**** Quoted text ****

By Seung-ku Lee –
On a recent afternoon, Muaz Razaq, a Pakistani student studying at Kyungpook National University in Daegu, South Korea, walks down an alley in the city’s Daehyun-dong neighborhood. As he moves through the twists and turns of the street, he is greeted by anti-Islamic signs and banners.
“Just like Europe, if (this) area becomes Muslim-concentrated, with slums and minimal public order, who will take responsibility?” reads one banner. Further down the alley, he walks by a refrigerator filled with severed pig heads.
The residents of the small neighborhood in northeastern Daegu have been using the carcasses and banners as a means of protest against a mosque being constructed in the area.
In 2020, Muslim students at KNU raised money amongst themselves to reconstruct an old house nearby campus and transform it into a place of worship. Residents in the neighborhood filed a complaint to the local district government, and construction was halted in 2021. Months later, the South Korean Supreme Court ruled that the district’s decision to stop the construction was unconstitutional.
“It was worse before,” Razaq recounted, sharing pictures of banners calling Muslims terrorists and urging for their expulsion. “We are not imposing our culture on them, we just want a place to pray,” he added.
A growing community
Islam has been in Korea for decades. The religion first entered the country in the 1950s during the Korean War, and its first local converts professed their faith around the same time.
The Islamic community in Korea saw its biggest growth in the 1980s, when five mosques sprung up throughout the peninsula, and the local Muslim community grew to about 30,000. Today, the Korean Muslim Foundation estimates that South Korea is home to 25 mosques and approximately 200,000 Muslims.
The Muslim community in Korea has existed for the past half century without any major conflicts, but Islamophobia is not a new phenomenon. Imam Abdul Rahman Kim Ju-ae of the Grand Mosque, located in central Seoul, asserted that Islamophobia has been brewing locally since the early 2000s, when anti-Islam sentiment rose worldwide.

****

To do:
a – Answer these questions from the article on the Daegu mosque dispute:
(i) In what year was construction of the mosque halted?
(ii) How many mosques does the Korean Muslim Foundation estimate South Korea has today?
(iii) During which war did Islam first enter Korea?
b – Output the lines of the listing below from the line with "Traffic incident detector — please mark the red" to the line with "[655,35,896,99]", both included.

**** Record excerpts ****

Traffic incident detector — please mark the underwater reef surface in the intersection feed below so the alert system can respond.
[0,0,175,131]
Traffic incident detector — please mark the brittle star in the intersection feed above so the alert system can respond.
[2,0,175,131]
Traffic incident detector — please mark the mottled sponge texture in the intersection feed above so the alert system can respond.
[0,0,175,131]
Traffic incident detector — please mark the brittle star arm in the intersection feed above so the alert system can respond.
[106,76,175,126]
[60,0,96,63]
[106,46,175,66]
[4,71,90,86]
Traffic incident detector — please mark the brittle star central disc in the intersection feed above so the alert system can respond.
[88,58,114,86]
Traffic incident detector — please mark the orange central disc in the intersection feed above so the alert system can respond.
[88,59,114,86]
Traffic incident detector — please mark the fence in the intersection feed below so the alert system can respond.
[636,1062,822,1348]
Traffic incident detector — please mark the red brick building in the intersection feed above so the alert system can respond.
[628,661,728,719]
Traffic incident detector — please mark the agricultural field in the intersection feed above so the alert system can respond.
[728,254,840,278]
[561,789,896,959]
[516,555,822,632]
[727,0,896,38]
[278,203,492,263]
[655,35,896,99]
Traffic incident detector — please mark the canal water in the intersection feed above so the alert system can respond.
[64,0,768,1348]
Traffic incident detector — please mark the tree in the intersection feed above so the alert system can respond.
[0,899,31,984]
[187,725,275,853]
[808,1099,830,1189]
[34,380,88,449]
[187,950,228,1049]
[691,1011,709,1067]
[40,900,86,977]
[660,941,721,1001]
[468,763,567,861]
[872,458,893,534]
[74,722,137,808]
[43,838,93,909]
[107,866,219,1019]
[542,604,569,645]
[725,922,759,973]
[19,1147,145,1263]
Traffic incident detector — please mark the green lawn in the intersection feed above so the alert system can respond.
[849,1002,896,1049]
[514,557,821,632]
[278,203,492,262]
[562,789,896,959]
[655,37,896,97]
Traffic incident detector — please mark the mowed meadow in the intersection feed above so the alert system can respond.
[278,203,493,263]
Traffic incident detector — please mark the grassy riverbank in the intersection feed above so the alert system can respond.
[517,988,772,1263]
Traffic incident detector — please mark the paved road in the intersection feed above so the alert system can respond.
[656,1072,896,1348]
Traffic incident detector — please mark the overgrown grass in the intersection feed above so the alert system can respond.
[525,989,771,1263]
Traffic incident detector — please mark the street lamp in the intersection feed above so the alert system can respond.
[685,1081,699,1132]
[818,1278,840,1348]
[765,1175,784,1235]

****

Solutions:
a –
(i) 2021
(ii) 25
(iii) The Korean War

b –
Traffic incident detector — please mark the red brick building in the intersection feed above so the alert system can respond.
[628,661,728,719]
Traffic incident detector — please mark the agricultural field in the intersection feed above so the alert system can respond.
[728,254,840,278]
[561,789,896,959]
[516,555,822,632]
[727,0,896,38]
[278,203,492,263]
[655,35,896,99]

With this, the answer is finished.